Objective 1: For each statement about the logarithm thread below, answer yes or no according to the thread, and quote the thread's deciding words exactly: (a) the post numbered 2 gives a = 1/20 for y = -1; (b) the three logarithms combine into the base-a logarithm of 12; (c) the post numbered 3 requires y to be nonzero before solving for a.

### Extract to read ###

1. ## logs

Let y = loga(10) + loga(12) - loga(6)

Find a if y=1
Find a if y=-1
Find a if y=2

If you can show me any of the obove please let me know.

THANKS

2. Originally Posted by Mr_Green
Let y = loga(10) + loga(12) - loga(6)

Find a if y=1
Find a if y=-1
Find a if y=2

If you can show me any of the obove please let me know.

THANKS
log(10)/log(a) + log(12)/log(a) - log(6)/log(a) = log(20)/log(a)

1 = log(20)/log(a)

log(a) = log(20)

ln of both sides; a = 20

You do them now; answers, for:

y = -1, you should get: a = 1/20

y = 2, you should get: a = 2*sqrt(5)

3. Originally Posted by Mr_Green
Let y = loga(10) + loga(12) - loga(6)

Find a if y=1
Find a if y=-1
Find a if y=2
Combine the logarithms,
$\displaystyle y=\log_a (10 \cdot 12/6)=\log_a 20$
Thus, by definition of logarithms,
$\displaystyle a^y=20$ (since $\displaystyle a>0$)
Thus, (if $\displaystyle y\not = 0$)
$\displaystyle a=20^{1/y}$
So just substitute the value of "y" to take the value of "a"

### Source material ###

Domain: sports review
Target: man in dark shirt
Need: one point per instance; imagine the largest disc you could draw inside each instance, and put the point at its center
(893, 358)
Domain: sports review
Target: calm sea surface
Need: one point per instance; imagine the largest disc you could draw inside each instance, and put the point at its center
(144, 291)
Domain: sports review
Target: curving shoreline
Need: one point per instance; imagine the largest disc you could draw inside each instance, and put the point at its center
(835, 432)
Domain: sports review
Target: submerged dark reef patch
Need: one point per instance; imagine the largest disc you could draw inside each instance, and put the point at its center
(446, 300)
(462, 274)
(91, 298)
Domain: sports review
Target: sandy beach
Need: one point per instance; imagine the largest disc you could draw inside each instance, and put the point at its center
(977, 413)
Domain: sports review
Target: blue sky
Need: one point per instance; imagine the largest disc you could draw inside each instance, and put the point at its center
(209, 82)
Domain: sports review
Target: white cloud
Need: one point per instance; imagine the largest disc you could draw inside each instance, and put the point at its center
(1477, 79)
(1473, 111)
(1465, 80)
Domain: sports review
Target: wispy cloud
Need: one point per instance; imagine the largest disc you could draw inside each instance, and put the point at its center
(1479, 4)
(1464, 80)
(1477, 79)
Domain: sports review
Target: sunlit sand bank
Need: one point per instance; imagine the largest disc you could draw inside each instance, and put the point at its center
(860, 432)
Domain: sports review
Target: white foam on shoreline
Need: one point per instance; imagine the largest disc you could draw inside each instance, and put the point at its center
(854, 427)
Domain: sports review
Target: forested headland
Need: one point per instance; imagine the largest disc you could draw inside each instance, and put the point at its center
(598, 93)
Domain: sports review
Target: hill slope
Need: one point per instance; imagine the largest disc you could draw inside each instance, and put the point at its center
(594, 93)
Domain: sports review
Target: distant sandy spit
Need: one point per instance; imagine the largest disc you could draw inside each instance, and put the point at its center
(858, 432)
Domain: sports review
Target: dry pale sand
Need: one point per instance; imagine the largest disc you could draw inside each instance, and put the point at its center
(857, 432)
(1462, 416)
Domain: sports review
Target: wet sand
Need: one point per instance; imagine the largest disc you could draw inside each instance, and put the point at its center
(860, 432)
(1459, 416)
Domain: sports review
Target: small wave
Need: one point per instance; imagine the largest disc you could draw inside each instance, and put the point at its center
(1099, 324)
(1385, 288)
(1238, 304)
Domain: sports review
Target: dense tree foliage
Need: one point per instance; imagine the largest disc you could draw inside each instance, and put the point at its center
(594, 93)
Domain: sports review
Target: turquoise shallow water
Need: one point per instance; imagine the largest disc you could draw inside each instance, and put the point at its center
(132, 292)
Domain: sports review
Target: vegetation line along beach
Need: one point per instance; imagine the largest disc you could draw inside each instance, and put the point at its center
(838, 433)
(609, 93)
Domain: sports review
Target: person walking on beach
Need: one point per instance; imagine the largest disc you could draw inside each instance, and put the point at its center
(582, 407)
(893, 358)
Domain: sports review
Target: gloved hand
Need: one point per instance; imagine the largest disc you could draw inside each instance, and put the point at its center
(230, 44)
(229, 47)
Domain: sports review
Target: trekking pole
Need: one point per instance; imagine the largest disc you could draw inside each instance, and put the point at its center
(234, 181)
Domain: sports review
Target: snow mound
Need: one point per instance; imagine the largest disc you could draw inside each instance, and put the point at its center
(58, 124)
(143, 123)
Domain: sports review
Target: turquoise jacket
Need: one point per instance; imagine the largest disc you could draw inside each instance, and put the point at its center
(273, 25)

###

Objective 2: Report every line of the records above that contains the word "turquoise". Case counts.

Task response 1:
(a) Yes: "y = -1, you should get: a = 1/20"
(b) No: "$\displaystyle y=\log_a (10 \cdot 12/6)=\log_a 20$"
(c) Yes: "Thus, (if $\displaystyle y\not = 0$)"

Task response 2:
Target: turquoise shallow water
Target: turquoise jacket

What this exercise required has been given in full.